**Dataset excerpts on pointing at objects:**
╔══

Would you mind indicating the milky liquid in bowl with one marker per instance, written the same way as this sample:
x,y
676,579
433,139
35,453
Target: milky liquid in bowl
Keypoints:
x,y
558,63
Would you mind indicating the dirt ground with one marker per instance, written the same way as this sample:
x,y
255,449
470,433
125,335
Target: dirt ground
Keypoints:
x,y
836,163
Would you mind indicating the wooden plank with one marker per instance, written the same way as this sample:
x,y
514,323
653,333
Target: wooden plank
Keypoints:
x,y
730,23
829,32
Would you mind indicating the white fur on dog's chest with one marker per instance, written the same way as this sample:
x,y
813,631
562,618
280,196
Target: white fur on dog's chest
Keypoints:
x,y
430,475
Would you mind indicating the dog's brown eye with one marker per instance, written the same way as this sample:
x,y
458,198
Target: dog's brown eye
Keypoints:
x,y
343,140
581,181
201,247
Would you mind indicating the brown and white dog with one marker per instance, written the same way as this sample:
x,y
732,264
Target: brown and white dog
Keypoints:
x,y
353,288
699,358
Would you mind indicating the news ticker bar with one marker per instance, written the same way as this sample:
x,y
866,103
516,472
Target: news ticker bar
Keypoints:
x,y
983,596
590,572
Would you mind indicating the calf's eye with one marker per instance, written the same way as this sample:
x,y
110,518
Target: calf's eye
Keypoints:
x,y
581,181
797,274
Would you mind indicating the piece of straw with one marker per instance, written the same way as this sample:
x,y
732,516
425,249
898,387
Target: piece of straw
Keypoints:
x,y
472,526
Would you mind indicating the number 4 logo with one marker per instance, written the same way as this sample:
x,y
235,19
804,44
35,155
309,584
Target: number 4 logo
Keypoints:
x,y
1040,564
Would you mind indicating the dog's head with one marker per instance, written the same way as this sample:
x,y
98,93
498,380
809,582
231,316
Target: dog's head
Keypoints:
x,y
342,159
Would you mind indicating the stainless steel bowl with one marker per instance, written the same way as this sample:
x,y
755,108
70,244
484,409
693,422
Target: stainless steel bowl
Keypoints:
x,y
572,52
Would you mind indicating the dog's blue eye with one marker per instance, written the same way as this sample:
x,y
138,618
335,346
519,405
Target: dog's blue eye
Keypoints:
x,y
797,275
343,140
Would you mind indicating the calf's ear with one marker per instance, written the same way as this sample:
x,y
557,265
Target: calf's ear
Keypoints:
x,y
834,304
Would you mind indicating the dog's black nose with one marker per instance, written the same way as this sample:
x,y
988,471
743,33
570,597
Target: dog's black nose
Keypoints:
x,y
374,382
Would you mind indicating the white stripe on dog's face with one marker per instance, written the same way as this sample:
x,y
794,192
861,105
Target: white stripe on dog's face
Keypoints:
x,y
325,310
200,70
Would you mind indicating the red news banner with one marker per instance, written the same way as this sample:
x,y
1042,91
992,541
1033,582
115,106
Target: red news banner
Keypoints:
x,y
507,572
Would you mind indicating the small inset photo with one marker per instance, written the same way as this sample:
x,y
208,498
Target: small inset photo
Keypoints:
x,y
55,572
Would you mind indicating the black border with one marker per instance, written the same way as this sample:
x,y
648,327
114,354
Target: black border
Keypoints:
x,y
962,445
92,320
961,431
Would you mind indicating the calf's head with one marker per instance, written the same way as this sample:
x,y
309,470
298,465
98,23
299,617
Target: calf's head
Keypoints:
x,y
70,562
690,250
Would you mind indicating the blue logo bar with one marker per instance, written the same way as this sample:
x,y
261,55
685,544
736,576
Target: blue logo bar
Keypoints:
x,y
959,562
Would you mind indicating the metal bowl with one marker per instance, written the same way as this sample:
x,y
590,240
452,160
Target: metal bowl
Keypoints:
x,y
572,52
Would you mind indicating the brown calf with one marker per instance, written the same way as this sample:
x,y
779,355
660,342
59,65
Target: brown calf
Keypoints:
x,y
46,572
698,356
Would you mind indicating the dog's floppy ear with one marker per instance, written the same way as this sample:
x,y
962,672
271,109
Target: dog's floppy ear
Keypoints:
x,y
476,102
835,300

╚══

**OBJECTIVE:** Repeat every one of the lines above word for word, keeping their order and line breaks.

**FINISHED TASK:**
Would you mind indicating the milky liquid in bowl with one marker per instance, written the same way as this sample:
x,y
676,579
433,139
35,453
Target: milky liquid in bowl
Keypoints:
x,y
558,63
Would you mind indicating the dirt ground with one marker per instance, written the same way as this sample:
x,y
255,449
470,433
125,335
Target: dirt ground
Keypoints:
x,y
836,163
Would you mind indicating the wooden plank with one marker per instance, written the same way as this sample:
x,y
514,323
653,333
Target: wooden plank
Keypoints:
x,y
730,23
829,32
Would you mind indicating the white fur on dog's chest with one marker per instance, written the same way as this sample:
x,y
813,631
562,618
280,196
Target: white fur on dog's chest
Keypoints:
x,y
430,475
Would you mind indicating the dog's brown eye with one marker per instance, written the same way as this sample:
x,y
458,198
Target: dog's brown eye
Keypoints:
x,y
343,140
581,181
201,247
Would you mind indicating the brown and white dog with one marker per instance, written the same way as this sample:
x,y
732,264
Target: brown and white dog
Keypoints:
x,y
353,288
699,358
Would you mind indicating the news ticker bar with one marker per instance, written the same way as this sample:
x,y
866,103
516,472
Target: news ticker bar
Keypoints:
x,y
983,596
590,572
Would you mind indicating the calf's eye with one marker per instance, written the same way as this sample:
x,y
110,518
Target: calf's eye
Keypoints:
x,y
581,181
797,274
Would you mind indicating the piece of straw with one marker per instance, written the same way as this sample:
x,y
732,516
425,249
898,387
Target: piece of straw
Keypoints:
x,y
472,526
Would you mind indicating the number 4 logo with one marker per instance, written the same way as this sample:
x,y
235,19
804,44
35,155
309,584
Target: number 4 logo
Keypoints:
x,y
1040,564
Would you mind indicating the dog's head with one marker per instance, written the same way as this sample:
x,y
98,93
498,380
809,582
231,316
Target: dog's head
Keypoints:
x,y
342,159
Would you mind indicating the stainless steel bowl with one marker per instance, written the same way as this sample:
x,y
755,108
70,244
484,409
693,422
Target: stainless steel bowl
Keypoints:
x,y
572,52
Would you mind indicating the dog's blue eye with one marker per instance, written the same way as this sample:
x,y
138,618
335,346
519,405
Target: dog's blue eye
Keypoints:
x,y
797,275
343,140
Would you mind indicating the calf's ear with one marker per instance, written the same way as this sample:
x,y
557,265
Target: calf's ear
Keypoints:
x,y
834,304
Would you mind indicating the dog's black nose with one marker per instance, written the same way as this sample:
x,y
988,471
743,33
570,597
Target: dog's black nose
Keypoints:
x,y
374,382
Would you mind indicating the white stripe on dog's face with one marker per instance, written the same way as this sample:
x,y
794,192
861,105
Target: white stripe on dog's face
Keypoints:
x,y
325,310
200,70
Would you mind indicating the red news banner with one marker per instance, written the same way as this sample:
x,y
1042,91
992,541
1033,582
115,106
Target: red news banner
Keypoints:
x,y
507,572
Would you mind indicating the small inset photo with one marker per instance, written the same way as this sample:
x,y
208,498
Target: small inset photo
Keypoints:
x,y
55,572
Would you mind indicating the black border with one marker per instance, written the same way as this sample:
x,y
648,327
114,354
Target: black border
Keypoints:
x,y
962,445
92,320
961,431
Would you mind indicating the calf's head with one marker per instance, written the same way as this sample:
x,y
309,470
298,465
98,23
299,617
Target: calf's head
Keypoints:
x,y
70,562
690,250
Would you mind indicating the blue logo bar with one marker per instance, written the same way as this sample:
x,y
261,55
685,544
736,576
Target: blue logo bar
Keypoints:
x,y
959,562
Would you mind indicating the metal bowl with one marker per instance, written the same way as this sample:
x,y
590,240
452,160
Target: metal bowl
Keypoints:
x,y
572,52
Would you mind indicating the brown calf with one marker per instance, written the same way as this sample:
x,y
779,355
660,342
59,65
Target: brown calf
Keypoints:
x,y
46,572
698,356
Would you mind indicating the dog's floppy ear with one marker per instance, written the same way as this sample:
x,y
962,672
271,109
Target: dog's floppy ear
Keypoints:
x,y
476,102
835,300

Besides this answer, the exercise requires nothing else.